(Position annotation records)
##############################

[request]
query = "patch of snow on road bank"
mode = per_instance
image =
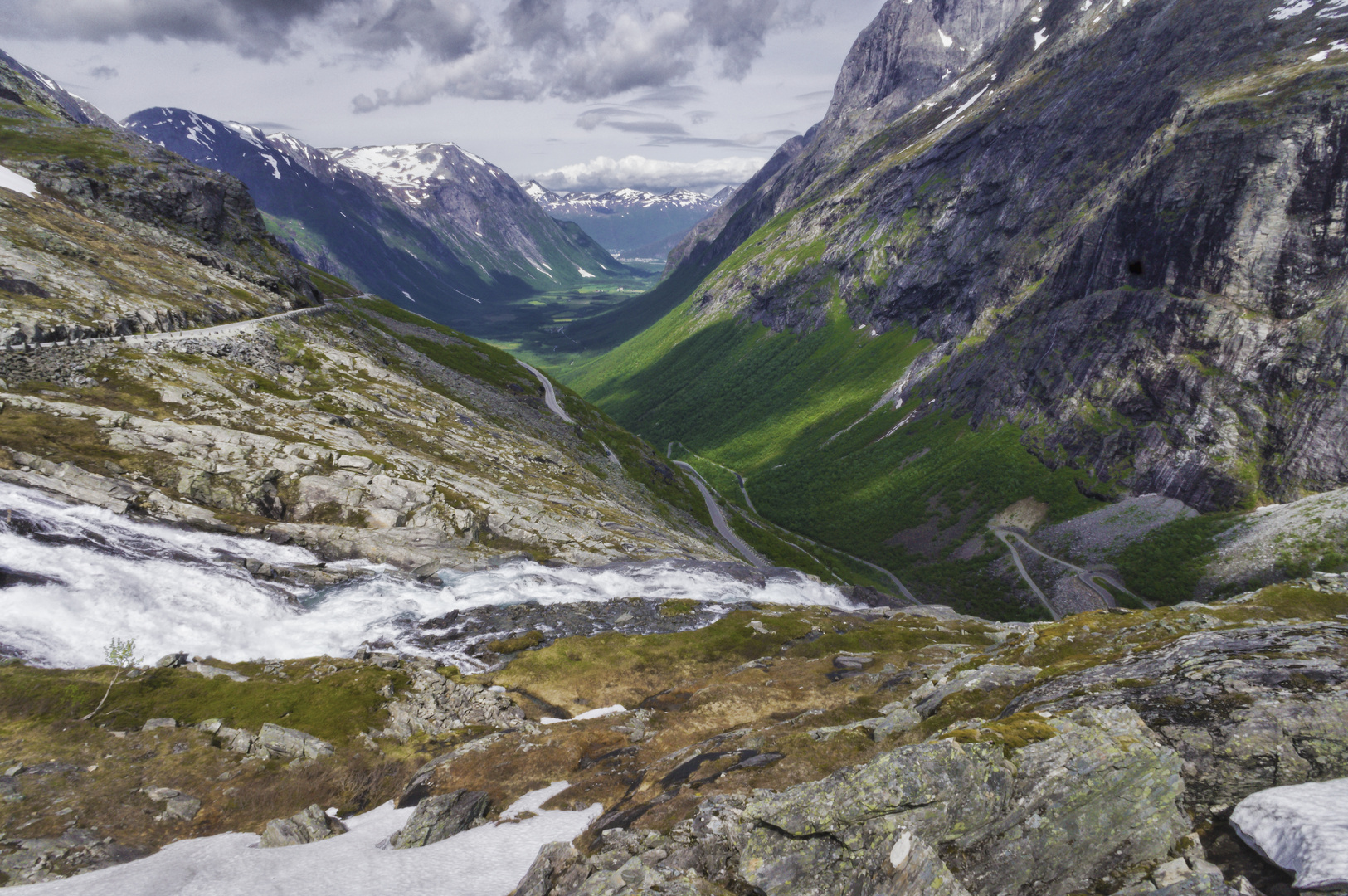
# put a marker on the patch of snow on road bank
(1302, 827)
(483, 861)
(616, 709)
(17, 183)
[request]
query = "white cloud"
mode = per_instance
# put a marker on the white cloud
(638, 172)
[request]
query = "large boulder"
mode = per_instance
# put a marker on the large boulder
(441, 816)
(289, 743)
(302, 827)
(1093, 794)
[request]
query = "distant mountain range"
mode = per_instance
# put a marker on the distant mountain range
(427, 226)
(631, 222)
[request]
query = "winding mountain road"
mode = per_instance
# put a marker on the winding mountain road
(908, 595)
(549, 392)
(718, 520)
(1084, 576)
(177, 336)
(1015, 557)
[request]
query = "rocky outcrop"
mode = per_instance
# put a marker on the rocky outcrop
(308, 826)
(1111, 803)
(75, 850)
(1121, 232)
(228, 438)
(273, 742)
(1244, 710)
(436, 705)
(1091, 803)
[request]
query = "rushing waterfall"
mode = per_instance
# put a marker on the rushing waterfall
(75, 576)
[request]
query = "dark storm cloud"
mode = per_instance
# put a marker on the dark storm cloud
(746, 142)
(593, 49)
(578, 50)
(664, 129)
(442, 30)
(263, 28)
(254, 27)
(672, 97)
(534, 22)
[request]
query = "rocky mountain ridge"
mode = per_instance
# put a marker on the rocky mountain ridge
(427, 226)
(1196, 237)
(122, 235)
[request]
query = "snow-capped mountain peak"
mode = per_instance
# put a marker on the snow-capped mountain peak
(623, 200)
(414, 170)
(627, 218)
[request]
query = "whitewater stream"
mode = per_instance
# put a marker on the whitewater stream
(71, 577)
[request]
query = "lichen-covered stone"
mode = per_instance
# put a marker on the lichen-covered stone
(440, 818)
(1050, 818)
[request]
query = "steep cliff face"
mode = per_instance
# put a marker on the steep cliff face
(908, 53)
(1121, 228)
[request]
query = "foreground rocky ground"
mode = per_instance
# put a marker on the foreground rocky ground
(776, 749)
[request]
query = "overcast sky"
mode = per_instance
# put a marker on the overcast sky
(580, 93)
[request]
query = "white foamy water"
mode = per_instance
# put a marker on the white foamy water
(93, 576)
(483, 861)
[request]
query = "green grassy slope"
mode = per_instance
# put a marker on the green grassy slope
(793, 414)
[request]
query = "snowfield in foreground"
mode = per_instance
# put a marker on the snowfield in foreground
(483, 861)
(88, 574)
(1302, 827)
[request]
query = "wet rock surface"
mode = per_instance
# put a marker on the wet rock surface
(309, 826)
(441, 816)
(77, 850)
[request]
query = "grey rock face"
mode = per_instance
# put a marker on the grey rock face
(441, 816)
(437, 705)
(1244, 709)
(302, 827)
(908, 53)
(181, 807)
(1058, 814)
(287, 742)
(983, 678)
(1169, 261)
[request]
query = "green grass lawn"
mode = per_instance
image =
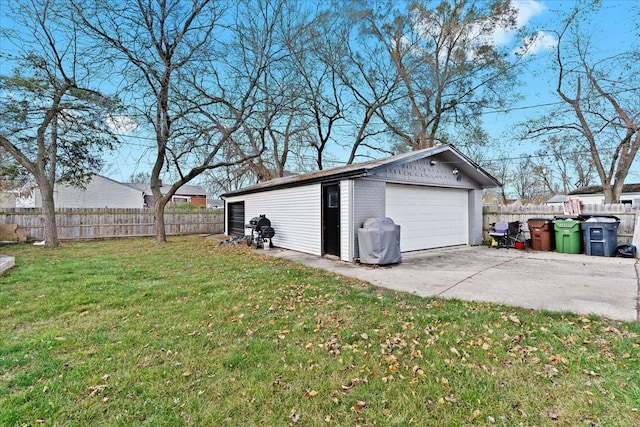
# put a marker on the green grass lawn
(131, 332)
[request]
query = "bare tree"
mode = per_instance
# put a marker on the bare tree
(189, 74)
(51, 121)
(447, 65)
(601, 96)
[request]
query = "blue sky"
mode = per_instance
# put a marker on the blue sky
(613, 30)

##############################

**What the task requires**
All of the lines above should be printed exactly, minus the pictures.

**Task response**
[request]
query = "patch of snow on road bank"
mode = per_instance
image =
# put a marker on the patch of snow on road bank
(1302, 827)
(483, 861)
(616, 709)
(17, 183)
[request]
query = "white cloud"
mode = per_instance
# put a marker on the white cloud
(638, 172)
[request]
query = "large boulder"
mode = per_instance
# put a marker on the large boulder
(441, 816)
(289, 743)
(302, 827)
(1093, 794)
[request]
query = "distant mountain range"
mode = per_instance
# put a marker on the distant mountain range
(427, 226)
(631, 222)
[request]
query = "winding mountain road"
mode = per_instance
# put a marker on the winding mountain road
(908, 595)
(549, 392)
(718, 520)
(1084, 576)
(177, 336)
(1015, 557)
[request]
query = "rocky outcrop"
mode = per_instance
# put a marker on the rocky outcrop
(308, 826)
(1111, 803)
(75, 850)
(1121, 232)
(228, 438)
(273, 742)
(1244, 710)
(436, 705)
(1091, 803)
[request]
query = "rushing waterfall"
mode = per_instance
# put a marker on the rushing waterfall
(75, 576)
[request]
query = "dark storm cloud"
mode = per_instance
# put a marker on the dark storm cloud
(746, 142)
(593, 49)
(578, 50)
(664, 129)
(442, 30)
(263, 28)
(254, 27)
(672, 97)
(534, 22)
[request]
query = "rocky mountain ridge"
mode = per_instance
# put a marker on the rocky mountain ridge
(427, 226)
(1196, 237)
(122, 235)
[request]
query = "snow-capped mountain peak"
mode = per_instance
# put a marker on the snow-capped mountain peak
(623, 200)
(414, 170)
(627, 218)
[request]
query = "whitewater stream"
mode = per_instance
# put a marker on the whitewater stream
(71, 577)
[request]
query = "lichen-covered stone"
mode = per_instance
# put a marker on the lichen-covered stone
(440, 818)
(1050, 818)
[request]
query = "steep cliff face"
mode = per_instance
# put a marker on the steep cliff face
(908, 53)
(1121, 228)
[request]
query = "foreground rocky ground"
mode = per_instance
# put a marker on the foreground rocky ground
(776, 749)
[request]
query = "overcast sky"
mode = per_instance
# put a marker on the overcast sky
(580, 93)
[request]
query = "white foamy water"
mode = per_instance
# put a marker on the white foamy water
(93, 576)
(483, 861)
[request]
query = "green grassy slope"
mode = per_instance
# put a marker on the green grassy slope
(793, 414)
[request]
query = "snowfield in foreground"
mode = per_instance
# put a marker on the snowfield in foreground
(483, 861)
(88, 574)
(1302, 827)
[request]
query = "wet rock surface"
mode = per_instance
# put a marker on the wet rock surface
(309, 826)
(441, 816)
(77, 850)
[request]
query = "grey rock face"
mode = per_instance
# put a marker on the grey rock face
(441, 816)
(437, 705)
(1244, 709)
(302, 827)
(908, 53)
(181, 807)
(1058, 814)
(287, 742)
(983, 678)
(1169, 261)
[request]
query = "green grass lawn"
mode = per_instance
image =
# put a marker on the green grass lawn
(131, 332)
[request]
query = "bare tree"
mode = per_instance
# put a marker on the bare tree
(189, 74)
(51, 121)
(447, 65)
(601, 96)
[request]
query = "blue sky"
mode = per_instance
# put a marker on the blue sky
(613, 30)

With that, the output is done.